## Your objective
Render every line of the rows below as a JSON list of strings, one string per line, with blank lines dropped and the pictures left out.

## Entries provided
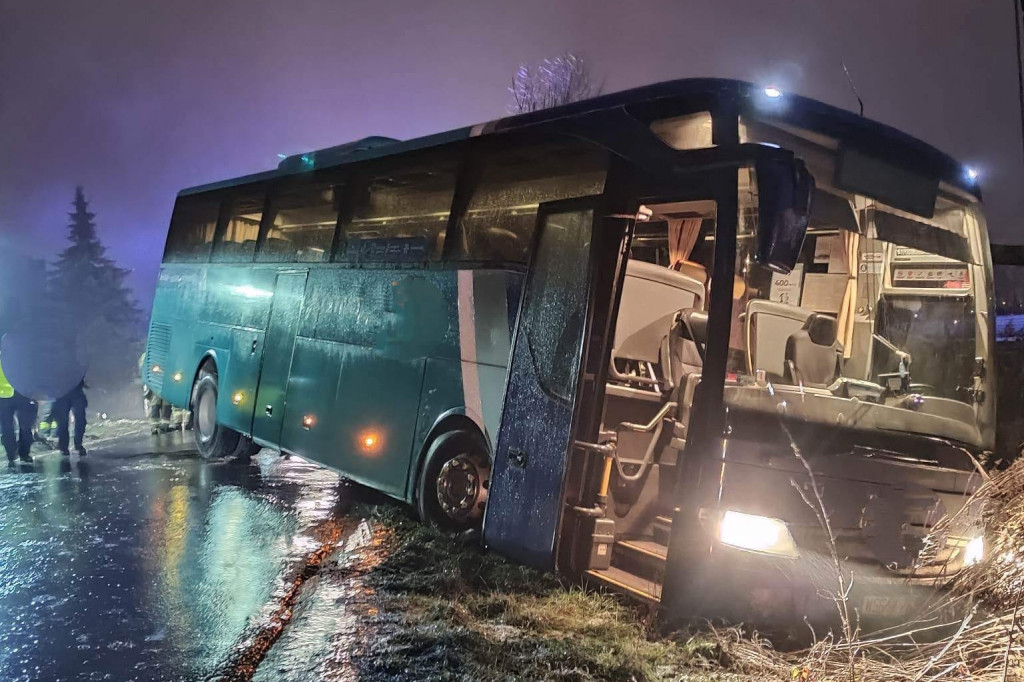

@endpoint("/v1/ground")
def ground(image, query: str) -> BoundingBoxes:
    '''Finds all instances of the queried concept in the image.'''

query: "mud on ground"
[331,505,746,682]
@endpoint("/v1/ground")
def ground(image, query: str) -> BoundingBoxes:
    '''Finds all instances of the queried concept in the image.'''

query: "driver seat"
[785,312,843,388]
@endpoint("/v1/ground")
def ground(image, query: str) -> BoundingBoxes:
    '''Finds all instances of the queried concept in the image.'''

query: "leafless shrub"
[509,52,601,114]
[714,450,1024,682]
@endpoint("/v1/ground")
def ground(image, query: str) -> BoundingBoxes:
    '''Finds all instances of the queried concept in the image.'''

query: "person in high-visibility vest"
[0,350,37,464]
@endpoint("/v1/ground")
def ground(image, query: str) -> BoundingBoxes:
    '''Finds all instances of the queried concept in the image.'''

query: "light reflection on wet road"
[0,435,356,682]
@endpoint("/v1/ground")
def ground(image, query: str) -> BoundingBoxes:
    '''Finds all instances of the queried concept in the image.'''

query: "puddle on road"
[0,440,358,682]
[252,520,380,682]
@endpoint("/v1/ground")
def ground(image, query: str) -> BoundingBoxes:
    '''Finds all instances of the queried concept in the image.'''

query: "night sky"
[0,0,1024,307]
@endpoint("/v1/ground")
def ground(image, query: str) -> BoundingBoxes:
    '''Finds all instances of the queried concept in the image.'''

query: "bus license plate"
[861,596,913,616]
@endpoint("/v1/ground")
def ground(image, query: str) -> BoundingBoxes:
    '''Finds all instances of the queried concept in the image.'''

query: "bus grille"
[143,325,171,393]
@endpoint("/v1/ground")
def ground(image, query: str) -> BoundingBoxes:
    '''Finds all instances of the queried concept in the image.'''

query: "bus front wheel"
[193,371,251,460]
[416,430,490,531]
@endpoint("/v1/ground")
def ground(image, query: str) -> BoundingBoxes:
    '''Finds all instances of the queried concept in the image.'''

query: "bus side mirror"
[755,159,814,272]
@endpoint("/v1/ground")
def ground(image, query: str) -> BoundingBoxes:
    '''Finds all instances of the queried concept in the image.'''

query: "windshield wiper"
[871,332,913,393]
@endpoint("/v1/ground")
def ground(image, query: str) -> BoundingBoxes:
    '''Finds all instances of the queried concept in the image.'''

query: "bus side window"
[335,160,456,263]
[449,143,605,263]
[257,180,343,263]
[164,195,220,263]
[211,189,266,263]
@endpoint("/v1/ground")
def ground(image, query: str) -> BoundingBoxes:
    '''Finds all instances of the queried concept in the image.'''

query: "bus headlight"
[964,536,985,566]
[718,511,800,557]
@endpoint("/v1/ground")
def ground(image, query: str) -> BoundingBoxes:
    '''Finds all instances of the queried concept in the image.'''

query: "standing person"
[53,379,89,457]
[0,350,36,464]
[138,353,174,435]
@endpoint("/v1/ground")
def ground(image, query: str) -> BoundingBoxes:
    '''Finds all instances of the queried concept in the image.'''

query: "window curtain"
[668,218,701,268]
[839,229,860,357]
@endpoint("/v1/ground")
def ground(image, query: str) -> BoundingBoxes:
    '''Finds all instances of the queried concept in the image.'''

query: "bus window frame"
[253,166,351,265]
[160,189,230,265]
[440,131,618,272]
[206,182,272,265]
[328,146,468,269]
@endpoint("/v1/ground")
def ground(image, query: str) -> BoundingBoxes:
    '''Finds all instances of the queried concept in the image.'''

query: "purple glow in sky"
[0,0,1024,307]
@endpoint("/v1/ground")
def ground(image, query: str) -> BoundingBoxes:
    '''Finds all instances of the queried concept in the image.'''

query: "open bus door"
[483,197,633,569]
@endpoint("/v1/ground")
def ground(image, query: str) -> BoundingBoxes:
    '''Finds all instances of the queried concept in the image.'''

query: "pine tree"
[49,186,140,388]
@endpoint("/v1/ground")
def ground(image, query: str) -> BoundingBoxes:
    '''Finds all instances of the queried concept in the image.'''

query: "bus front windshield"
[725,170,990,446]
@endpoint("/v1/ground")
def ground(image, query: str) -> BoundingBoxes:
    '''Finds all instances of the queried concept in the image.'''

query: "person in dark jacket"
[0,392,37,464]
[53,379,89,457]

## Full output
[
  "@endpoint(\"/v1/ground\")",
  "def ground(image, query: str) -> BoundingBoxes:",
  "    '''Finds all instances of the queried concept in the image.'''",
  "query: \"mud on ground\"",
  "[331,505,746,682]",
  "@endpoint(\"/v1/ground\")",
  "def ground(image, query: str) -> BoundingBoxes:",
  "    '''Finds all instances of the queried concept in the image.'''",
  "query: \"driver seat\"",
  "[785,312,843,388]",
  "@endpoint(\"/v1/ground\")",
  "def ground(image, query: str) -> BoundingBoxes:",
  "    '''Finds all instances of the queried concept in the image.'''",
  "query: \"leafless shrub\"",
  "[509,52,601,114]",
  "[714,450,1024,682]",
  "@endpoint(\"/v1/ground\")",
  "def ground(image, query: str) -> BoundingBoxes:",
  "    '''Finds all instances of the queried concept in the image.'''",
  "query: \"person in high-visibility vest\"",
  "[0,350,37,464]",
  "@endpoint(\"/v1/ground\")",
  "def ground(image, query: str) -> BoundingBoxes:",
  "    '''Finds all instances of the queried concept in the image.'''",
  "query: \"light reflection on wet road\"",
  "[0,435,356,682]",
  "@endpoint(\"/v1/ground\")",
  "def ground(image, query: str) -> BoundingBoxes:",
  "    '''Finds all instances of the queried concept in the image.'''",
  "query: \"puddle on road\"",
  "[0,440,358,682]",
  "[252,520,380,682]",
  "@endpoint(\"/v1/ground\")",
  "def ground(image, query: str) -> BoundingBoxes:",
  "    '''Finds all instances of the queried concept in the image.'''",
  "query: \"night sky\"",
  "[0,0,1024,307]",
  "@endpoint(\"/v1/ground\")",
  "def ground(image, query: str) -> BoundingBoxes:",
  "    '''Finds all instances of the queried concept in the image.'''",
  "query: \"bus license plate\"",
  "[861,596,913,616]",
  "@endpoint(\"/v1/ground\")",
  "def ground(image, query: str) -> BoundingBoxes:",
  "    '''Finds all instances of the queried concept in the image.'''",
  "query: \"bus grille\"",
  "[143,325,171,393]",
  "@endpoint(\"/v1/ground\")",
  "def ground(image, query: str) -> BoundingBoxes:",
  "    '''Finds all instances of the queried concept in the image.'''",
  "query: \"bus front wheel\"",
  "[193,371,251,460]",
  "[416,430,490,531]",
  "@endpoint(\"/v1/ground\")",
  "def ground(image, query: str) -> BoundingBoxes:",
  "    '''Finds all instances of the queried concept in the image.'''",
  "query: \"bus side mirror\"",
  "[755,159,814,272]",
  "@endpoint(\"/v1/ground\")",
  "def ground(image, query: str) -> BoundingBoxes:",
  "    '''Finds all instances of the queried concept in the image.'''",
  "query: \"windshield wiper\"",
  "[871,332,913,393]",
  "@endpoint(\"/v1/ground\")",
  "def ground(image, query: str) -> BoundingBoxes:",
  "    '''Finds all instances of the queried concept in the image.'''",
  "query: \"bus side window\"",
  "[335,160,456,263]",
  "[449,143,605,263]",
  "[257,180,343,263]",
  "[164,195,220,263]",
  "[211,189,266,263]",
  "@endpoint(\"/v1/ground\")",
  "def ground(image, query: str) -> BoundingBoxes:",
  "    '''Finds all instances of the queried concept in the image.'''",
  "query: \"bus headlight\"",
  "[964,536,985,566]",
  "[718,511,800,557]",
  "@endpoint(\"/v1/ground\")",
  "def ground(image, query: str) -> BoundingBoxes:",
  "    '''Finds all instances of the queried concept in the image.'''",
  "query: \"standing person\"",
  "[53,379,89,457]",
  "[0,350,36,464]",
  "[138,353,174,435]",
  "@endpoint(\"/v1/ground\")",
  "def ground(image, query: str) -> BoundingBoxes:",
  "    '''Finds all instances of the queried concept in the image.'''",
  "query: \"window curtain\"",
  "[668,218,701,268]",
  "[839,229,860,357]",
  "@endpoint(\"/v1/ground\")",
  "def ground(image, query: str) -> BoundingBoxes:",
  "    '''Finds all instances of the queried concept in the image.'''",
  "query: \"bus window frame\"",
  "[253,166,351,265]",
  "[160,189,230,265]",
  "[440,131,618,272]",
  "[206,182,272,265]",
  "[328,146,468,269]",
  "@endpoint(\"/v1/ground\")",
  "def ground(image, query: str) -> BoundingBoxes:",
  "    '''Finds all instances of the queried concept in the image.'''",
  "query: \"purple glow in sky\"",
  "[0,0,1024,307]",
  "@endpoint(\"/v1/ground\")",
  "def ground(image, query: str) -> BoundingBoxes:",
  "    '''Finds all instances of the queried concept in the image.'''",
  "query: \"open bus door\"",
  "[483,197,633,569]",
  "@endpoint(\"/v1/ground\")",
  "def ground(image, query: str) -> BoundingBoxes:",
  "    '''Finds all instances of the queried concept in the image.'''",
  "query: \"pine tree\"",
  "[49,186,140,388]",
  "@endpoint(\"/v1/ground\")",
  "def ground(image, query: str) -> BoundingBoxes:",
  "    '''Finds all instances of the queried concept in the image.'''",
  "query: \"bus front windshield\"",
  "[725,170,990,446]",
  "@endpoint(\"/v1/ground\")",
  "def ground(image, query: str) -> BoundingBoxes:",
  "    '''Finds all instances of the queried concept in the image.'''",
  "query: \"person in dark jacket\"",
  "[0,392,37,464]",
  "[53,379,89,457]"
]